Problem = Copy verbatim the lines of the entries below, starting with the line that contains "Where can you find the bird's wing?" and continuing through the line that contains "<point>718,208</point>", with both of those lines included.

Items =
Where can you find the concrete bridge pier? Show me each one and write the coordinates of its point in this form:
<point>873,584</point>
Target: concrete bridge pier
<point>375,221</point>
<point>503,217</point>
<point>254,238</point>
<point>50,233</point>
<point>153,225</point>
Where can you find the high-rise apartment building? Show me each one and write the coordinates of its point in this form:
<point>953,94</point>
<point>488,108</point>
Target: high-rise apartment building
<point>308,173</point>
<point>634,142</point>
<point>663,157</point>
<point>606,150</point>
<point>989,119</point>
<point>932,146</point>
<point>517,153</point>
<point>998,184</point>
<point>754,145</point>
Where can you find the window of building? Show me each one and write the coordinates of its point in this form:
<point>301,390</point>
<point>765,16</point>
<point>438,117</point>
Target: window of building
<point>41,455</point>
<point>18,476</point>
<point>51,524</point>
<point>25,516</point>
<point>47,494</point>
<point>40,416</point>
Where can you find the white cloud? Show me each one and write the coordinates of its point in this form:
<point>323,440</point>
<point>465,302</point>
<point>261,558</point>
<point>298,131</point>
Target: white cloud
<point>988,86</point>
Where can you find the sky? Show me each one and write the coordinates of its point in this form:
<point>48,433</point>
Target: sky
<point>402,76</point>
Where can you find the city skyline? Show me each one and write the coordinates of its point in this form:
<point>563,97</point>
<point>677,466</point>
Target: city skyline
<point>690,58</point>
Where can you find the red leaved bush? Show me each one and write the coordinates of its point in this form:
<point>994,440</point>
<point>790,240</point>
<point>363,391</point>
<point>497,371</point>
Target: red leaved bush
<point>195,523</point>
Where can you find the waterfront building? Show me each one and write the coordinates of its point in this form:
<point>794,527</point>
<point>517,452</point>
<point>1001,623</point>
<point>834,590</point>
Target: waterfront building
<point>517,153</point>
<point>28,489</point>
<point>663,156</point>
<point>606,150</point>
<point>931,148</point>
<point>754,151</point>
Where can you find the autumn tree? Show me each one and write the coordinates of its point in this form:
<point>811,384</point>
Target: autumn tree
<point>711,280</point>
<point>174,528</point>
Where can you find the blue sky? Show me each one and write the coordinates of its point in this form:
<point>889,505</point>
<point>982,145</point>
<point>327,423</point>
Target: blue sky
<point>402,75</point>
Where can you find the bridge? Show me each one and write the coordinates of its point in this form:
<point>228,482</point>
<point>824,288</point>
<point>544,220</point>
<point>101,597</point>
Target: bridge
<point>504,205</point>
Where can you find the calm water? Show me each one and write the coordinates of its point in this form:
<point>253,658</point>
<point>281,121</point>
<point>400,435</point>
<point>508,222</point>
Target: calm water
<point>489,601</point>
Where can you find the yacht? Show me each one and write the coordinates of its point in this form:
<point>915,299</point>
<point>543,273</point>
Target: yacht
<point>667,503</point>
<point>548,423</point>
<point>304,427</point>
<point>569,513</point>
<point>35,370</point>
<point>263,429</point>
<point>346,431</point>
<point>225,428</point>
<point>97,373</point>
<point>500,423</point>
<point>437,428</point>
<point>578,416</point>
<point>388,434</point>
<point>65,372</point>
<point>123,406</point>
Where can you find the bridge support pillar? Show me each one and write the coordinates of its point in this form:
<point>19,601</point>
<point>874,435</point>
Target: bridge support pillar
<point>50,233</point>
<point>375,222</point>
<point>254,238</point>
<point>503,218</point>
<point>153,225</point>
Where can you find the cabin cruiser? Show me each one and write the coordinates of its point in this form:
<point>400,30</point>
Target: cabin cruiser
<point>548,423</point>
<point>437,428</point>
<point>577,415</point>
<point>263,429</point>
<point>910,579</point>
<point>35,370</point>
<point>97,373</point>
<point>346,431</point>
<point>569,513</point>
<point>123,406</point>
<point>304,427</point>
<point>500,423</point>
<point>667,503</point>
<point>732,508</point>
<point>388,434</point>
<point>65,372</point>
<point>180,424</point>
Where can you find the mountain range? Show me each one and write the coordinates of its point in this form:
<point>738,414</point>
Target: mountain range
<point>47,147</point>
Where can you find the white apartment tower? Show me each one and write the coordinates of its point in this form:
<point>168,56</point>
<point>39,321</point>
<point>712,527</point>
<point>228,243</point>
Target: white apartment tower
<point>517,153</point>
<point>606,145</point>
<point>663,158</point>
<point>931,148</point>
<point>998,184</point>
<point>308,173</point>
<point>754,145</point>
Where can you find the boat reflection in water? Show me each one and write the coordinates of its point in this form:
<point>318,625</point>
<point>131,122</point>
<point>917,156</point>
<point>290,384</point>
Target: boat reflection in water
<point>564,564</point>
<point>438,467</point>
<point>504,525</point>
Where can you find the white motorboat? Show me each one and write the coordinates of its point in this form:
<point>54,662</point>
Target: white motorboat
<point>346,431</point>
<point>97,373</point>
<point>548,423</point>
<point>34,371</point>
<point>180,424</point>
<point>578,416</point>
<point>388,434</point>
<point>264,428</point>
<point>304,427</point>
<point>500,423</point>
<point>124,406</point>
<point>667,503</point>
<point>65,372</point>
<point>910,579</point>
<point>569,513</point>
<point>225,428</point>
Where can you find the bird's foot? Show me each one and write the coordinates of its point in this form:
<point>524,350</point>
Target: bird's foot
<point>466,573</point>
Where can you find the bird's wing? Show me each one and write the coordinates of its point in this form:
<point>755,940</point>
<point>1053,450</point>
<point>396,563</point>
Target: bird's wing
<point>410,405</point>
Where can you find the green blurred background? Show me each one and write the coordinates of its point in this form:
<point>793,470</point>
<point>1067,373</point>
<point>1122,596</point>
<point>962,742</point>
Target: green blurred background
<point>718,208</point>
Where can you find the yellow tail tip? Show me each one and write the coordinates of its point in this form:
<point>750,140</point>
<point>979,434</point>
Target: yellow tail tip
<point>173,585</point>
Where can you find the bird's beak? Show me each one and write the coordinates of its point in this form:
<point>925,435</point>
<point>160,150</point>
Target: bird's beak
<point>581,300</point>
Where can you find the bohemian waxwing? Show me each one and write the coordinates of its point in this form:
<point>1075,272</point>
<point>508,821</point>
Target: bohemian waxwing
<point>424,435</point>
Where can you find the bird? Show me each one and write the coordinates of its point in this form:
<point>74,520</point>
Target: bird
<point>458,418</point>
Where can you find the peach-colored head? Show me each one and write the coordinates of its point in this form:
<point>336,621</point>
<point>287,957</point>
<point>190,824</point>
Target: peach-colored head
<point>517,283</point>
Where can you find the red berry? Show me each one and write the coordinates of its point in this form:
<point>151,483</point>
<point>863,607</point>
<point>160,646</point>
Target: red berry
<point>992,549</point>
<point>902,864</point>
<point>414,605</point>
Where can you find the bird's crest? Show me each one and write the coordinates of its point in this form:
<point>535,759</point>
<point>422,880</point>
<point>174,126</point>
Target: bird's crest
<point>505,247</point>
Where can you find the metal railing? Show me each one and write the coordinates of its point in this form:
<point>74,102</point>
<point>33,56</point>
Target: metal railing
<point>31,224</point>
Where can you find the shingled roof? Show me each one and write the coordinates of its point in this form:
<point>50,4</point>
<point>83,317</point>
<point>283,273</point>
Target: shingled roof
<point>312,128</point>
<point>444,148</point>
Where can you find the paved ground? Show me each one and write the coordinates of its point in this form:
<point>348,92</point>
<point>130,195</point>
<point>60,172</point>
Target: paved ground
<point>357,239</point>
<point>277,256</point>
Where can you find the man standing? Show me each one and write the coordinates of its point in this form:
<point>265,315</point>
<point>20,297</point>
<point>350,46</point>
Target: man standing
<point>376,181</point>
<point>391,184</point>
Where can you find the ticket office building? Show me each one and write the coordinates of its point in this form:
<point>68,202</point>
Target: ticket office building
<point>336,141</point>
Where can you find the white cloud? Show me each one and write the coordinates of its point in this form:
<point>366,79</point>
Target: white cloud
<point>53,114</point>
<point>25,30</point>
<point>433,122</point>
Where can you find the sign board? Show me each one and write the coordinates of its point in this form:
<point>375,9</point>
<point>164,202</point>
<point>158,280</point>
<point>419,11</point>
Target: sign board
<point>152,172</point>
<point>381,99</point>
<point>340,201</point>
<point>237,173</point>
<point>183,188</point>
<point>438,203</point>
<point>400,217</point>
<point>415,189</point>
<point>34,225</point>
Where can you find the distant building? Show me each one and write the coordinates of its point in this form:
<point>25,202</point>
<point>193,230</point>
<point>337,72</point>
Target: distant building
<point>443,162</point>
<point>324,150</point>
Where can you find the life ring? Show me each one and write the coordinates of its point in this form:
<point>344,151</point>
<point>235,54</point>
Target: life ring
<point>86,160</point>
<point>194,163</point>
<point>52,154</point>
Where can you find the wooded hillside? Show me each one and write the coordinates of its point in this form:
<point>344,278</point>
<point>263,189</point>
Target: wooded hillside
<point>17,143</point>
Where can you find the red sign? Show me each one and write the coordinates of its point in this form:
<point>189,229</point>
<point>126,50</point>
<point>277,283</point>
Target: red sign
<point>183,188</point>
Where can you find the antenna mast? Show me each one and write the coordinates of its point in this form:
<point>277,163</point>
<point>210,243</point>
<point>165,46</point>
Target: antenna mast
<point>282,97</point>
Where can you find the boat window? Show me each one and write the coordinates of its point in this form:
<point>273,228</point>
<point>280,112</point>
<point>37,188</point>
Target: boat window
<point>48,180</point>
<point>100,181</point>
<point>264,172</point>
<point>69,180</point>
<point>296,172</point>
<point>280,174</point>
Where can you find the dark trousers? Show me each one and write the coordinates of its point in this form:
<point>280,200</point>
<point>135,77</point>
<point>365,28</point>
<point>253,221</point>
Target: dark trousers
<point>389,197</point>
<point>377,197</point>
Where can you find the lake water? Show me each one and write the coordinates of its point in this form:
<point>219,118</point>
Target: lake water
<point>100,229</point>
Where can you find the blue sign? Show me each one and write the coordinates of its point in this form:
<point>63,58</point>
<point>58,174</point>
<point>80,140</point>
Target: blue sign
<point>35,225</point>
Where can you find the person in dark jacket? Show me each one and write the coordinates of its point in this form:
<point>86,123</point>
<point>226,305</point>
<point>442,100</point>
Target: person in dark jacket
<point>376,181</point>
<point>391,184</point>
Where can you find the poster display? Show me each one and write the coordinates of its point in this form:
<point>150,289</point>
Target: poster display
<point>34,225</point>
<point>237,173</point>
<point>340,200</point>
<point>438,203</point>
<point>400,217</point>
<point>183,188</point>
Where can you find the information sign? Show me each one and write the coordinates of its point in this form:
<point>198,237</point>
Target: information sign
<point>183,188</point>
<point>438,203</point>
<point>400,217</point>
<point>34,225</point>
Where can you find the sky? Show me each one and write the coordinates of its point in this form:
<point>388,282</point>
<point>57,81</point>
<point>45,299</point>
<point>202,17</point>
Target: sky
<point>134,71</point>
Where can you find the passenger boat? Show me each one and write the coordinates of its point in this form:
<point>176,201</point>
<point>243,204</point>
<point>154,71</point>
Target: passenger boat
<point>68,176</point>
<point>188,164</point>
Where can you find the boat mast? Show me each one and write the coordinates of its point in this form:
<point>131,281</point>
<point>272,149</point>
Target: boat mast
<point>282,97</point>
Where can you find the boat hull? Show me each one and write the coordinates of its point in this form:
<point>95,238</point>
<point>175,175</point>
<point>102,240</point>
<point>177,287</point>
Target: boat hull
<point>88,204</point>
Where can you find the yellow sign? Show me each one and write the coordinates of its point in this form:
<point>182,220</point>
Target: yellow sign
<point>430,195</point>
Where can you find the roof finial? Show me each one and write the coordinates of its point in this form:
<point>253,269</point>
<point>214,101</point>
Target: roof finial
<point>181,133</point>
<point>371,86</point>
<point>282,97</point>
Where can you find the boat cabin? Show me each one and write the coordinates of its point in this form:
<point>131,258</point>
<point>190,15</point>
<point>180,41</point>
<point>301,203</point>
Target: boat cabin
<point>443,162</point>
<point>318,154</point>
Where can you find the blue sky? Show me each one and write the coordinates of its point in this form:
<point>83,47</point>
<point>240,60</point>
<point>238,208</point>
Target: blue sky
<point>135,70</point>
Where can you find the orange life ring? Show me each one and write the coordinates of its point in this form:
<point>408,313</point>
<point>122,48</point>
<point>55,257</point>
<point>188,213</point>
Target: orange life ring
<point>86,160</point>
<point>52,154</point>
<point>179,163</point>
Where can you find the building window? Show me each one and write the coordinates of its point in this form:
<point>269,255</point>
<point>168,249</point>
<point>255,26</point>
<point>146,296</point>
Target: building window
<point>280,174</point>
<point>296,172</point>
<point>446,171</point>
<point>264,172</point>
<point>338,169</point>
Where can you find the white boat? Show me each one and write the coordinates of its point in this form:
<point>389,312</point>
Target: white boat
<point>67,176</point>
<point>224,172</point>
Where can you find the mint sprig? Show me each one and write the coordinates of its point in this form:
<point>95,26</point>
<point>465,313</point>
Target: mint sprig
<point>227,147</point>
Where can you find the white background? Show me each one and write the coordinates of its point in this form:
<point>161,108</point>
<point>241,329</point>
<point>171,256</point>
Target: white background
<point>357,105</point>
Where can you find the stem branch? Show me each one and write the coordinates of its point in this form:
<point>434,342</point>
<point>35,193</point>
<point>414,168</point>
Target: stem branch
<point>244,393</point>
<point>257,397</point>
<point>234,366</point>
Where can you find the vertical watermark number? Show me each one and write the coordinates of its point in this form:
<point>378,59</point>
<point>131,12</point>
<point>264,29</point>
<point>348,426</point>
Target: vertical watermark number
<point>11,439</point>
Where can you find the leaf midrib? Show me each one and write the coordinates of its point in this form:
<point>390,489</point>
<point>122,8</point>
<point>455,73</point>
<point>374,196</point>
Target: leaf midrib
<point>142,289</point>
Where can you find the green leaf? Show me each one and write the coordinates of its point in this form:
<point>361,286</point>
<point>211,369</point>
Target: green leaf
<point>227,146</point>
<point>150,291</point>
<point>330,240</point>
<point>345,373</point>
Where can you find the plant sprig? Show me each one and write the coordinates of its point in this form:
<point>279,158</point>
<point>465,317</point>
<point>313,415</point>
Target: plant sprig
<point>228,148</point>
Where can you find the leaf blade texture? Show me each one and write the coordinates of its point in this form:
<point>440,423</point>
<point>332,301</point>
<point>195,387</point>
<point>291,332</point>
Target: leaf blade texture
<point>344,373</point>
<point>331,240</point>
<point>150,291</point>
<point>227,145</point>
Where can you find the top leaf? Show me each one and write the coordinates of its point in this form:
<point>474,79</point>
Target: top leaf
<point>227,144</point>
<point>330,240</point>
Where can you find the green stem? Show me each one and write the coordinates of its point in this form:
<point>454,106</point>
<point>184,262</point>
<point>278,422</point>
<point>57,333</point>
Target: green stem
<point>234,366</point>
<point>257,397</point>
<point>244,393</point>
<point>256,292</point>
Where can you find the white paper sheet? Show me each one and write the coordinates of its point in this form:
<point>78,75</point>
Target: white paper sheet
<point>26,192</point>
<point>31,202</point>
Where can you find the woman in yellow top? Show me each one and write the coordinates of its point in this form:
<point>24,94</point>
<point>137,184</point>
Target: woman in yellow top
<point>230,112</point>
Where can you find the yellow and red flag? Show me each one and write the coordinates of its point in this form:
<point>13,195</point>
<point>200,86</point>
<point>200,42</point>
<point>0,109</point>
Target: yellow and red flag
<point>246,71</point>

Solution for this task =
Where can you find the bird's wing? Show me each one and write the coordinates of its point in this form:
<point>755,940</point>
<point>1053,450</point>
<point>396,563</point>
Target: bird's wing
<point>410,405</point>
Where can you find the green blurred background? Show me each one and write the coordinates of its point in this form:
<point>793,470</point>
<point>1067,373</point>
<point>1122,596</point>
<point>962,742</point>
Target: green blurred background
<point>718,208</point>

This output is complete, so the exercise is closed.